Trecho selecionado.
-=-=-

"Me acompanha por aqui. Arrocha! Vai os dois juntos”, orienta o matador Sandro.
“Diz!” Ouve-se um tiro. “Diz!”, insiste outro sujeito, Luiz Henrique Pereira. Mais tiros.
“Diz! ‘Bora! Tás no beco?” Mais tiros.
“Vai, meu filho, tá no beco?”, pergunta Sandro.
“Tô.”
“Então, pronto!”
“Eu tô no beco, porra!”
“Eu tô chegando, pode parar aí na frente um pouquinho.”
“Tá, tá.”
“Corre não, porra!”
Horas depois, Sandro recebe uma ligação do soldado Eduardo José Morais dos Santos, da Polícia Militar de Pernambuco.
”Pronto!”
”Foi?”
“Pronto!”
“Vão embora!”
Mais tarde, outra ligação.
“Oi, Sandro.”
“Mas, rapaz, mandasse passar o cerol no cara, foi, porra?“
“Qual cara?”
“No ‘adivo’ (advogado).”
“Sim, e aí? E aí?”
“Agorinha, agorinha mesmo?“
“Foi, foi”, repete Sandro.
“E aí, caiu, tava pronto já?”
“Tá lá, tá lá, tá que levou uns oito tiro na cara.”

Esse diálogo, que parece extraído de um romance policial, como O matador, de Patrícia Melo, é do bangue-bangue real de Pernambuco. A vítima também é real: o advogado Antônio Armando de Moura, 56 anos, executado em 13 de junho de 2001 quando deixava uma alfaiataria no bairro de Cavaleiro, em Jaboatão dos Guararapes, na Grande Recife. Foram cinco tiros na cabeça. Na Polícia Civil, o inquérito acabou arquivado por falta de provas. Retrato da pistolagem que assola Pernambuco e pelo menos 15 Estados brasileiros, misturando policiais, agentes penitenciários e pistoleiros em grupos de extermínio como “anjos da guarda” e “os abelhas”, a execução de Antônio Moura, segundo a OAB, poderia ter sido evitada. Outras também. Todos esses diálogos e muitos mais, gravados com autorização judicial entre 21 de fevereiro de 2001 e 4 de abril de 2002 por agentes da Coordenação de Inteligência da Polícia Federal, a pedido do Ministério Público Federal, fazem parte de um dossiê confidencial de mais de mil páginas, ao qual ISTOÉ teve acesso. As transcrições de conversas telefônicas revelam cerca de 30 execuções sendo planejadas e realizadas por matadores na área de Jaboatão, além de mostrarem operações de tráfico de drogas e armas e venda de carros roubados. Execuções anunciadas, até com hora marcada. A Polícia Civil de Pernambuco jamais foi acionada.

-=-=-

Linhas brutas.
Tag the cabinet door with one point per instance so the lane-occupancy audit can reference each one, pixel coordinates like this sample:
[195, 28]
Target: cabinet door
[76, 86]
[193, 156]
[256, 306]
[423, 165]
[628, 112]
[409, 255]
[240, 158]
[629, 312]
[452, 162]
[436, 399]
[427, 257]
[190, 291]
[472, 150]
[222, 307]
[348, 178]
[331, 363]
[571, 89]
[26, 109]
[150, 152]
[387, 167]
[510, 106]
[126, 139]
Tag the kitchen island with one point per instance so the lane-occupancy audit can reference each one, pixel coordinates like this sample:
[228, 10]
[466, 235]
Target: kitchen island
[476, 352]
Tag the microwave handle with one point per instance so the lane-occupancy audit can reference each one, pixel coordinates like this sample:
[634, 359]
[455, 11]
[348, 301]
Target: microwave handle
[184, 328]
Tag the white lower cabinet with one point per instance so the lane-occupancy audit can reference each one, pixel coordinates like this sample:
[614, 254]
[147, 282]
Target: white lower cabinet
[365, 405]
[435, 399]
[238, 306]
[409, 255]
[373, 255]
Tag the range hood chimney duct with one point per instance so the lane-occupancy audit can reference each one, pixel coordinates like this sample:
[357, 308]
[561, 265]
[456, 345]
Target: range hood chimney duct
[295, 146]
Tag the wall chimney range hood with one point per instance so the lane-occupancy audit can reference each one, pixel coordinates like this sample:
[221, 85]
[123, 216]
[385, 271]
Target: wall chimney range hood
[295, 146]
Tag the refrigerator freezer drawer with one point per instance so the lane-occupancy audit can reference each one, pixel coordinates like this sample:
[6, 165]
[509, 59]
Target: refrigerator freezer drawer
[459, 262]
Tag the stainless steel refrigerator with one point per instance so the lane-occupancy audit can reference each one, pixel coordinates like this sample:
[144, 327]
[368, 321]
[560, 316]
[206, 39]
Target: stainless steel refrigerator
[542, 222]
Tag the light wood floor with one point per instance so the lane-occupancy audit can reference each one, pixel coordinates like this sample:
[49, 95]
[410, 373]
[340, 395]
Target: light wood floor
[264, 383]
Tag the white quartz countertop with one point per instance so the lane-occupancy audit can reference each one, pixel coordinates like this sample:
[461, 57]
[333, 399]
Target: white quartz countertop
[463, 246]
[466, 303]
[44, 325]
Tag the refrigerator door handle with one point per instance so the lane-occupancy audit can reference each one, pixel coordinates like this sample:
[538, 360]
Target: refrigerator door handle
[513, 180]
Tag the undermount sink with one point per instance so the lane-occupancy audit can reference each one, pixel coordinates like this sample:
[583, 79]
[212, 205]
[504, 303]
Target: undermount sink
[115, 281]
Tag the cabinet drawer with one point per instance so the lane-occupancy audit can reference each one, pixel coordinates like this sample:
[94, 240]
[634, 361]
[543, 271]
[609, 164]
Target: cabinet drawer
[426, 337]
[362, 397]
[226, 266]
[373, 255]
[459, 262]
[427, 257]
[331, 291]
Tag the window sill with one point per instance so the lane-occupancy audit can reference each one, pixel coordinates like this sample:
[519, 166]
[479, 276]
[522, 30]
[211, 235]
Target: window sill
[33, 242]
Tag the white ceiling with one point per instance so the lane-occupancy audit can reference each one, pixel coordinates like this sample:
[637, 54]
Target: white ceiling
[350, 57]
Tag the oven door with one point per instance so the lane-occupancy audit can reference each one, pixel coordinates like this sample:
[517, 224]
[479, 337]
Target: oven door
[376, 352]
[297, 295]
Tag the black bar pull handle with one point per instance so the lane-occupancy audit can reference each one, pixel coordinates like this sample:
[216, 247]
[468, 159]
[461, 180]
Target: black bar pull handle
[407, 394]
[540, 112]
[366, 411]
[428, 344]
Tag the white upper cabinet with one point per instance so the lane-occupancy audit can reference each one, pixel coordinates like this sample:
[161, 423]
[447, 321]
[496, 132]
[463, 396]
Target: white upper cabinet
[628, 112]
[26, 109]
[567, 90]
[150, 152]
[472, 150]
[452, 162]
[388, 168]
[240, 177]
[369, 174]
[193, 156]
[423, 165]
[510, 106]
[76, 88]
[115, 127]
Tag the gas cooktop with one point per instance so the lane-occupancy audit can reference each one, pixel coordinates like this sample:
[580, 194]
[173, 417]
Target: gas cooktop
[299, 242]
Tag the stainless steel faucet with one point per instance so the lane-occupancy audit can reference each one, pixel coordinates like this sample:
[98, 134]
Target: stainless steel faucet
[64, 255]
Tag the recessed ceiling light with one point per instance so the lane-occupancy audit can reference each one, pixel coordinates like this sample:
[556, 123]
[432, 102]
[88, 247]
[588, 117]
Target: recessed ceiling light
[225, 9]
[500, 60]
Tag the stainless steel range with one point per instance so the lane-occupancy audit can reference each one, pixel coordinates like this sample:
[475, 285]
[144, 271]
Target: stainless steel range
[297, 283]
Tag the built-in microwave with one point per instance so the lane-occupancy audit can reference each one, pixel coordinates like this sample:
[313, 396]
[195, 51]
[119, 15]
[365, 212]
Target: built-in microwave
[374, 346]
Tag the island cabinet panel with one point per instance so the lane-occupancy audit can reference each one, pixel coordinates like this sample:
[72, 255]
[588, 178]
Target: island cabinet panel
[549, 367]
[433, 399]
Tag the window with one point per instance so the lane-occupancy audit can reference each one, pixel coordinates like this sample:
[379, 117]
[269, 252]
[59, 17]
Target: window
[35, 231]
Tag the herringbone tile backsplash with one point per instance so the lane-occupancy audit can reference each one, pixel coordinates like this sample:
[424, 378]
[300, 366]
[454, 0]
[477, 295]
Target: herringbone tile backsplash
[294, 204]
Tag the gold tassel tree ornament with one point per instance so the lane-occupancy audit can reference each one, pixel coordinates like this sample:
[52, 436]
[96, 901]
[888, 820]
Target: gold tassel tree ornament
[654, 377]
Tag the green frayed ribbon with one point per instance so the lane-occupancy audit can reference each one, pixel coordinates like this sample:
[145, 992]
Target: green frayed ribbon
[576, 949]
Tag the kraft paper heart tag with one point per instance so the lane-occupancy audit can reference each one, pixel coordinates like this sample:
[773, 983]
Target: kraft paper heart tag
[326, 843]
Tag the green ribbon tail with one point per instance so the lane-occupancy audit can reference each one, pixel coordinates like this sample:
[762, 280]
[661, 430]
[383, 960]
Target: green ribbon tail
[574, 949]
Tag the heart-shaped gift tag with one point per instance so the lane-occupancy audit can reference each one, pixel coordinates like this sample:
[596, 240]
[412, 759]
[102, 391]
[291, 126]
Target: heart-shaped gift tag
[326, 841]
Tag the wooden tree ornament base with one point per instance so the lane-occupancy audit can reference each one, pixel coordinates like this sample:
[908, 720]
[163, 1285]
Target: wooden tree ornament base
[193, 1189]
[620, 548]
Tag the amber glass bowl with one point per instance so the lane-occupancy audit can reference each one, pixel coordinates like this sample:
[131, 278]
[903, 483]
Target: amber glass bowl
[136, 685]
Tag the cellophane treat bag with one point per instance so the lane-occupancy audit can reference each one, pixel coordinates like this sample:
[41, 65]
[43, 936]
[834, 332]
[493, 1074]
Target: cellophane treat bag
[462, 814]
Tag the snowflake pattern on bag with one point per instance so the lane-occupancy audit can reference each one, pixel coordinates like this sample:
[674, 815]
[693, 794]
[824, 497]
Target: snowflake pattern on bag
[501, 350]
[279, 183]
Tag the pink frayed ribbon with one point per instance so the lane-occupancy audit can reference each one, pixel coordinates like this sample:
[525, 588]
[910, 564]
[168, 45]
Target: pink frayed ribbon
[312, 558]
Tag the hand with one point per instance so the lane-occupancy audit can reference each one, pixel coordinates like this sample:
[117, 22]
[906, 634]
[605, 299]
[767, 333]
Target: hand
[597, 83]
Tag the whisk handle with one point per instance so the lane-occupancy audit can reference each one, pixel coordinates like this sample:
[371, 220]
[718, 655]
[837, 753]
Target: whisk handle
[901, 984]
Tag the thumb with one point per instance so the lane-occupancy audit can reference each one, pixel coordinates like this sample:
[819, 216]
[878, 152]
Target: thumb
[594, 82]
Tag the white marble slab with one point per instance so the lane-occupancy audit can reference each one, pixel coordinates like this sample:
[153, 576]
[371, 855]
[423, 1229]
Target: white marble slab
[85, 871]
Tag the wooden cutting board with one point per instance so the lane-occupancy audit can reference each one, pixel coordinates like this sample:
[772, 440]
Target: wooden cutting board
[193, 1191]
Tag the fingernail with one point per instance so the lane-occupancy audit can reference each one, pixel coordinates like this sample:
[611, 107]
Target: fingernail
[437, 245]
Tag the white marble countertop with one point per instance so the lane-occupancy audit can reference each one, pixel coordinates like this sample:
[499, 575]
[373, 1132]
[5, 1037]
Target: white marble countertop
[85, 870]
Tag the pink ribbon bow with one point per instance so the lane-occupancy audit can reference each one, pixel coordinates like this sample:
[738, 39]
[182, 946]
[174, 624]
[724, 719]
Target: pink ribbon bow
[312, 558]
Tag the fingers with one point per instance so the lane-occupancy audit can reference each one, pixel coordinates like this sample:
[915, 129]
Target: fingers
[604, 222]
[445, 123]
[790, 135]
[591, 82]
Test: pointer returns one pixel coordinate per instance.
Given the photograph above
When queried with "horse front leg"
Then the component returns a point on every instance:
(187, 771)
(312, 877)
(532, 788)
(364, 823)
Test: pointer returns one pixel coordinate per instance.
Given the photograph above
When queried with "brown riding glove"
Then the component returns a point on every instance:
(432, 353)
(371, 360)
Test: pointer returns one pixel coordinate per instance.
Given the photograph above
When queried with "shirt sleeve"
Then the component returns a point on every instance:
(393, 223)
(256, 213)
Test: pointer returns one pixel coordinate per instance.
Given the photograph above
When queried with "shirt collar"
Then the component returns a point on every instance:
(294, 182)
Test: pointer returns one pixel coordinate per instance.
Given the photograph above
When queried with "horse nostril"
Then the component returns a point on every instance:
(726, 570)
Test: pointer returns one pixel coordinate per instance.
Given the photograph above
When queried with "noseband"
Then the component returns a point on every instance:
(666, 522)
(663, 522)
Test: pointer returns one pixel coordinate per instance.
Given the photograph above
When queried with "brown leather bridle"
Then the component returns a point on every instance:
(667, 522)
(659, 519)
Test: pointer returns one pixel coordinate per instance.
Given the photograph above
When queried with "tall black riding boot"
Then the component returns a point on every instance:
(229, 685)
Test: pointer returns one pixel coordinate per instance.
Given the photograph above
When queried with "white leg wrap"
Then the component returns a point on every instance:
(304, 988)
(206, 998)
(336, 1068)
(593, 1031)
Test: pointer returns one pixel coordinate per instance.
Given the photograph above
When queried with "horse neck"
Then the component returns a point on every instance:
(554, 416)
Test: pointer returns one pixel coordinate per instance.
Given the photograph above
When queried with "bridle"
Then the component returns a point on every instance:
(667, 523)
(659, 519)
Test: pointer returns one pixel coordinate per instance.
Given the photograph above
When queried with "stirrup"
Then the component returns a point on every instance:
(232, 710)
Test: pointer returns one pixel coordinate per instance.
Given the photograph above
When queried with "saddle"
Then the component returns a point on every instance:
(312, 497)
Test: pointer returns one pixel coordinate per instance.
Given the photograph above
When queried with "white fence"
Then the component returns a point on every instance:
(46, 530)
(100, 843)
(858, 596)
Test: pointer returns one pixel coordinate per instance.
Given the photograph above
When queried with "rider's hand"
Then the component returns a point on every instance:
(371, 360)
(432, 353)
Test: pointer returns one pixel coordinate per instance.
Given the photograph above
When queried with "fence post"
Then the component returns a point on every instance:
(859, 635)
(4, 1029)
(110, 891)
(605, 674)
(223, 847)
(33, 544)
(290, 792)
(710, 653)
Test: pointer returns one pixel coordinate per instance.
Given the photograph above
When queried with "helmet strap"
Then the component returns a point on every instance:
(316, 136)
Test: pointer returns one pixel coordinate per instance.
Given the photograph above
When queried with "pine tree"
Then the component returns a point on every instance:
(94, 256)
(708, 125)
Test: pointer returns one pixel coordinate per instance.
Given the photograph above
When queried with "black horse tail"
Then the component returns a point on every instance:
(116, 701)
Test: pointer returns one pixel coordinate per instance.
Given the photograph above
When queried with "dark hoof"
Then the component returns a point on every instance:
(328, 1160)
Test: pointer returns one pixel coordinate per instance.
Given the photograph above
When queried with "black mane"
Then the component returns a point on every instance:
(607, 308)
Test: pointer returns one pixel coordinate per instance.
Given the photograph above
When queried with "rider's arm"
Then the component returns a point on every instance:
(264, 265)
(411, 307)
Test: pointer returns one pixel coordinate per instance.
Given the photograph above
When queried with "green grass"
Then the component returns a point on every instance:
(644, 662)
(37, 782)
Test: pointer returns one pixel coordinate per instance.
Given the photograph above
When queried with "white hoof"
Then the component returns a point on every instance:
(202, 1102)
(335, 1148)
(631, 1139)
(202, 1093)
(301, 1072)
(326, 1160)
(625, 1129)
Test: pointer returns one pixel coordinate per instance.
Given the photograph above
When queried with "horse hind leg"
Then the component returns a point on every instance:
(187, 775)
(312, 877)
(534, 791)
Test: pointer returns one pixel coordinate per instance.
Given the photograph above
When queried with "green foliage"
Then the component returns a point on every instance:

-=-=-

Descrição do exercício.
Pode transcrever na íntegra, sem mudar uma palavra, o trecho sobre a pistolagem em Pernambuco?

Resposta da tarefa.
"Me acompanha por aqui. Arrocha! Vai os dois juntos”, orienta o matador Sandro.
“Diz!” Ouve-se um tiro. “Diz!”, insiste outro sujeito, Luiz Henrique Pereira. Mais tiros.
“Diz! ‘Bora! Tás no beco?” Mais tiros.
“Vai, meu filho, tá no beco?”, pergunta Sandro.
“Tô.”
“Então, pronto!”
“Eu tô no beco, porra!”
“Eu tô chegando, pode parar aí na frente um pouquinho.”
“Tá, tá.”
“Corre não, porra!”
Horas depois, Sandro recebe uma ligação do soldado Eduardo José Morais dos Santos, da Polícia Militar de Pernambuco.
”Pronto!”
”Foi?”
“Pronto!”
“Vão embora!”
Mais tarde, outra ligação.
“Oi, Sandro.”
“Mas, rapaz, mandasse passar o cerol no cara, foi, porra?“
“Qual cara?”
“No ‘adivo’ (advogado).”
“Sim, e aí? E aí?”
“Agorinha, agorinha mesmo?“
“Foi, foi”, repete Sandro.
“E aí, caiu, tava pronto já?”
“Tá lá, tá lá, tá que levou uns oito tiro na cara.”

Esse diálogo, que parece extraído de um romance policial, como O matador, de Patrícia Melo, é do bangue-bangue real de Pernambuco. A vítima também é real: o advogado Antônio Armando de Moura, 56 anos, executado em 13 de junho de 2001 quando deixava uma alfaiataria no bairro de Cavaleiro, em Jaboatão dos Guararapes, na Grande Recife. Foram cinco tiros na cabeça. Na Polícia Civil, o inquérito acabou arquivado por falta de provas. Retrato da pistolagem que assola Pernambuco e pelo menos 15 Estados brasileiros, misturando policiais, agentes penitenciários e pistoleiros em grupos de extermínio como “anjos da guarda” e “os abelhas”, a execução de Antônio Moura, segundo a OAB, poderia ter sido evitada. Outras também. Todos esses diálogos e muitos mais, gravados com autorização judicial entre 21 de fevereiro de 2001 e 4 de abril de 2002 por agentes da Coordenação de Inteligência da Polícia Federal, a pedido do Ministério Público Federal, fazem parte de um dossiê confidencial de mais de mil páginas, ao qual ISTOÉ teve acesso. As transcrições de conversas telefônicas revelam cerca de 30 execuções sendo planejadas e realizadas por matadores na área de Jaboatão, além de mostrarem operações de tráfico de drogas e armas e venda de carros roubados. Execuções anunciadas, até com hora marcada. A Polícia Civil de Pernambuco jamais foi acionada.